#### Task requirements:
Copy the records below exactly as they are written.

=== Stored data ===

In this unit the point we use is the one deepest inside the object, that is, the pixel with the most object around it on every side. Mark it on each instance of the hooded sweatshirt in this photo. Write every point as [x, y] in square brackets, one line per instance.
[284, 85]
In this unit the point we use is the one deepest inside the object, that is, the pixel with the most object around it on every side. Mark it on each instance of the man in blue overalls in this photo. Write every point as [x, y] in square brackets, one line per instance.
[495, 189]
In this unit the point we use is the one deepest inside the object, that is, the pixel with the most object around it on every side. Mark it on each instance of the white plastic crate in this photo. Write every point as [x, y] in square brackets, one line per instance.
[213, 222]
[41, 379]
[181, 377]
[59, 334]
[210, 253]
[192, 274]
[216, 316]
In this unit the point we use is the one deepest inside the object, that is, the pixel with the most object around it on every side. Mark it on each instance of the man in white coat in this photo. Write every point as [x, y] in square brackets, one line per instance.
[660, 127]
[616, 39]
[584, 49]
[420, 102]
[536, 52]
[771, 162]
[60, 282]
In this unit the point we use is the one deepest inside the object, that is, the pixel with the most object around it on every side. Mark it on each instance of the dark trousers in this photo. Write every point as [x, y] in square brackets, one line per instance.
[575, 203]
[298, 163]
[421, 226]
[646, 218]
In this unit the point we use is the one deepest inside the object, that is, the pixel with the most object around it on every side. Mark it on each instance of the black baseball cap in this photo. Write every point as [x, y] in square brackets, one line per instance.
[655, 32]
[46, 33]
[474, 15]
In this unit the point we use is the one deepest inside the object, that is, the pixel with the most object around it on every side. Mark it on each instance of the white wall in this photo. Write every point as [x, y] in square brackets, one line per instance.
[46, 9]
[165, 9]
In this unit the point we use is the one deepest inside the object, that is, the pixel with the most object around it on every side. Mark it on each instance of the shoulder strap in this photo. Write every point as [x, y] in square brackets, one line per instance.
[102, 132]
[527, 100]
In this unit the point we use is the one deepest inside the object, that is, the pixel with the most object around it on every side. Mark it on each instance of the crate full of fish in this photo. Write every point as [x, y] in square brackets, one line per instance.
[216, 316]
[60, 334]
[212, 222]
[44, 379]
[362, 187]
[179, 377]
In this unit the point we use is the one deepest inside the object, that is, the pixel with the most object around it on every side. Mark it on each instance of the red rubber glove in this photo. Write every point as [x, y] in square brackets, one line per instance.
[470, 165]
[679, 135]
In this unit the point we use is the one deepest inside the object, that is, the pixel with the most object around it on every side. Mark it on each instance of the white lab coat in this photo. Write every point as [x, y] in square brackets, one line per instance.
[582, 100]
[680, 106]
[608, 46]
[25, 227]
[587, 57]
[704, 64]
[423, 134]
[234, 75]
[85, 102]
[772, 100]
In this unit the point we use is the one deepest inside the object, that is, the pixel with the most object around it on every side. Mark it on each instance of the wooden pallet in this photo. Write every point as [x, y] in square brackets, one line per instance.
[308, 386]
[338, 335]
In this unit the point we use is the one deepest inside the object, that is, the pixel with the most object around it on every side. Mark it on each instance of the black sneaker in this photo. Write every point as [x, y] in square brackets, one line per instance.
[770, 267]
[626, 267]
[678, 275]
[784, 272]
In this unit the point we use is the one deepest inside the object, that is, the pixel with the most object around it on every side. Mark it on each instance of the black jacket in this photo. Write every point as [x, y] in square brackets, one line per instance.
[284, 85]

===

#### The answer:
In this unit the point we use is the one deepest inside the object, that is, the pixel with the most object around it on every side. Mark it on each instance of the hooded sweatshirt in this photo. Write every point as [x, y] in square brackets, one line per instance.
[284, 85]
In this unit the point we use is the one deepest inside the object, that is, the pixel with the most object around it on every side. Mark it on each instance of the man in blue overalls in this photo. Write every point as [x, y] in square brackets, one line per instance.
[495, 189]
In this unit the point we use is the one deepest inside the object, that is, the pixel with the most object around it on every side. Mark it on each instance of the white plastic crate in this photo. Write every point as [x, y] in square brackets, one line per instance.
[213, 222]
[41, 379]
[181, 377]
[59, 334]
[210, 253]
[192, 274]
[216, 316]
In this unit the point we use is the one deepest inside the object, that is, the pixel with the most object around it on every side. Mark it on each instance of the man in white coat in this photo. Write every point as [x, y] in square brackets, one line per instance.
[660, 127]
[616, 39]
[584, 49]
[420, 102]
[536, 52]
[771, 162]
[60, 282]
In this unit the point we use is the one deepest inside the object, that is, the pixel with the most object around it on every side. Mark it on each instance of the dark trousers in this photo. Write every point as [x, y] in square brackets, one line per instance.
[575, 203]
[298, 163]
[421, 226]
[646, 218]
In this unit the point we use is the one deepest inside the object, that is, the pixel with the most object around it on every side. Mark it on each instance of the black baseball cap in this photo. Write every point as [x, y] in square brackets, one line per instance.
[655, 32]
[46, 33]
[474, 15]
In this unit the point we use is the one deepest inside the object, that is, the pixel with the most object around it on every side. Mark it on each instance of the white wall in this photo. Write every point as [x, y] in square brackets, one line per instance.
[46, 9]
[165, 9]
In this unit the point we use is the one deepest inside the object, that is, the pixel with the most object around it on every side. Mark it on each instance of the shoulder strap in this photo. Write every point as [x, y] in square brackets, one line per instance.
[102, 132]
[527, 100]
In this unit the point we use is the one deepest inside the object, that is, the pixel with the most object around it on every side. Mark it on each instance of the crate full of fish in this photo. Write every point as [x, y] in square brackets, one line per instance.
[216, 316]
[60, 334]
[212, 222]
[44, 379]
[362, 187]
[179, 377]
In this unit the point we use is the one deepest inside the object, that is, the pixel with the most object around it on every side. Mark it on each instance of the red rubber glove in this photo. Write every point as [x, y] in square brackets, one line per instance.
[470, 165]
[679, 135]
In this unit the point we use is the one deepest inside the object, that is, the pixel with the most object around it on every side. Mark it on each instance of the white lab coat in this photo. Write every point as [x, y] in square brackets, one line per instance.
[582, 100]
[680, 106]
[608, 46]
[25, 227]
[587, 57]
[704, 64]
[423, 134]
[234, 75]
[85, 102]
[772, 100]
In this unit the point we use is the one deepest inside the object, that is, the pixel with the most object around it on every side. Mark it on each instance of the wooden pallet in this photo. Write every point as [x, y] in square brackets, one line per instance.
[308, 386]
[338, 335]
In this unit the point we use is the one deepest inside the object, that is, the pixel with the most object around it on every side. Mark it on each instance of the black sneaker in this photo. Write every point as [x, y] in square brackets, one line per instance.
[770, 267]
[626, 267]
[678, 275]
[784, 272]
In this unit the point we use is the one deepest inside the object, that is, the pixel with the most object around it on every side. Mark it on each instance of the black jacket in this photo. Write every point as [x, y] in square brackets, one line per instance.
[284, 85]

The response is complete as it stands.